---- Bacaan
Mengenai kekuatan pembuktian dari keterangan saksi atau ahli yang tidak
disumpah atau mengucapkan janji, maka tidak dapat dianggap sebagai alat bukti
yang sah, tetapi hanyalah merupakan keterangan yang dapat menguatkan keyakinan
hakim.
Diterangkan lebih lanjut oleh Pasal 185 ayat (7) KUHAP, ditentukan :
“Keterangan dari saksi yang tidak disumpah meskipun sesuai dengan yang lain,
tidak merupkan alat bukti, namun apabila keterangan itu sesuai dengan
keterangan dari saksi yang disumpah dapat dipergunakan sebagai tambahan alat
bukti sah yang lain”.
2.
Keterangan
ahli
Pasal 1 butir 28 KUHAP, (Kansil dan Christine S.T., 2002 : 13), ditentukan :
“Keterangan ahli adalah keterangan yang diberikan oleh seorang seorang yang
memiliki keahlian khusus tentang hal yang diperlukan untuk membuat terang suatu
perkara pidana guna kepentingan pemeriksaan”.
Selanjutnya Wirdjono Prodjodikoro, 1967 (Bambang Waluyo, 1992 : 21), ditentukan
:
“Keterangan seorang ahli ialah mengenai suatu penilaian mengenai hal-hal yang
sudah nyata ada dan pengambilan kesimpulan mengenai hal-hal itu”.
--------
- Tugas Latihan:
1) Ringkaslah teks tentang keterangan saksi dan ahli dalam dua kalimat.
2) Jawablah pertanyaan berikut berdasarkan teks tentang keterangan saksi dan ahli.
(a) Pasal KUHAP mana yang mengatur keterangan saksi yang tidak disumpah?
(b) Pasal KUHAP mana yang memuat pengertian keterangan ahli?
(c) Menurut Wirdjono Prodjodikoro, keterangan seorang ahli mengenai apa?
3) Lanjutkan teks tentang keterangan saksi dan ahli mulai dari kalimat terakhirnya.
Baris-baris berikut merupakan bahan tersendiri yang terpisah dari teks tentang keterangan saksi dan ahli.
---- Cuplikan Data
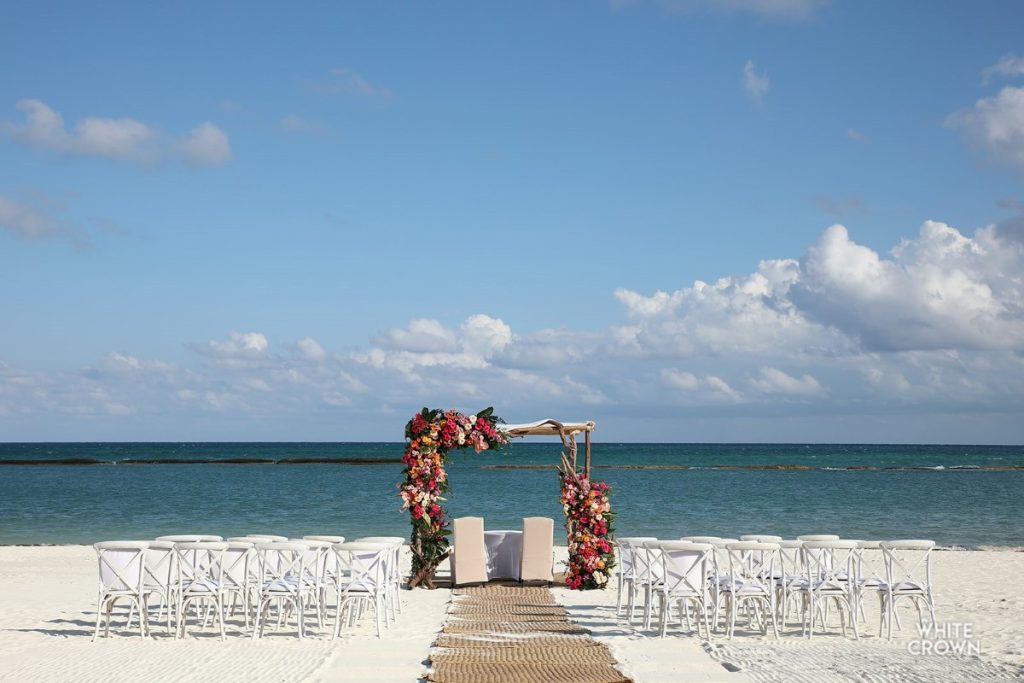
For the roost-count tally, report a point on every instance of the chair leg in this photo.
(99, 616)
--------
- Jawaban Latihan:
1) Keterangan saksi atau ahli yang tidak disumpah atau tidak mengucapkan janji bukan alat bukti yang sah dan hanya dapat menguatkan keyakinan hakim, tetapi menurut Pasal 185 ayat (7) KUHAP keterangan saksi yang tidak disumpah dapat dipakai sebagai tambahan alat bukti sah yang lain apabila sesuai dengan keterangan saksi yang disumpah. Pasal 1 butir 28 KUHAP mendefinisikan keterangan ahli sebagai keterangan dari orang yang memiliki keahlian khusus untuk membuat terang suatu perkara pidana, sedangkan menurut Wirdjono Prodjodikoro keterangan itu berupa penilaian dan kesimpulan mengenai hal-hal yang sudah nyata ada.

2)
(a) Pasal 185 ayat (7) KUHAP.
(b) Pasal 1 butir 28 KUHAP.
(c) Mengenai suatu penilaian tentang hal-hal yang sudah nyata ada dan pengambilan kesimpulan mengenai hal-hal itu.

3)
Selanjutnya Pasal 186 KUHAP, (Kansil dan Christine S.T,. 2002 : 88), ditentukan
:
“keterangan ahli ialah apa yang seorang ahli nyatakan di sidang Pengadilan”.
Keterangan ahli ini dapat juga diberikan pada waktu pemeriksaan oleh penyidik
atau penuntut umum yang dituangkan dalam bentuk laporan dan dibuat dengan
mengingat sumpah di waktu ia menerima jabatan atau pekerjaan.
Jika hal itu tidak diberikan pada waktu pemeriksaan oleh penyidik atau penuntut
umum, maka pemeriksaan sidang, diminta untuk memberikan keterangan dan dicatat
dalam berita acara pemeriksaan.
Keterangan tersebut diberikan setelah ia mengucapkan sumpah atau janji
dihadapan hakim. (R. Soesilo, 1985 : 11).
Berpijak pada Pasal 179 ayat (1) KUHAP dapat dikategorikan bahwa ada dua
.kelompok ahli yaitu, ahli kedokteran kehakiman atau dokter dan ahli-ahli
lainnya. (Bambang Waluyo, 1992 :20).
3.
Alat Bukti
Surat
Surat merupakan
alat bukti yang menduduki urutan ketiga dari alat-alat bukti lain sebagaimana
tersebut kdalam Pasal 184 ayat (1) KUHAP.
Pasal 187 KUHAP, (Kansil dan Christine S.T 2002 : 89), menyatakan bahwa
surat dibuat atas sumpah jabatan atau dikuatkan dengan sumpah, adalah :
a.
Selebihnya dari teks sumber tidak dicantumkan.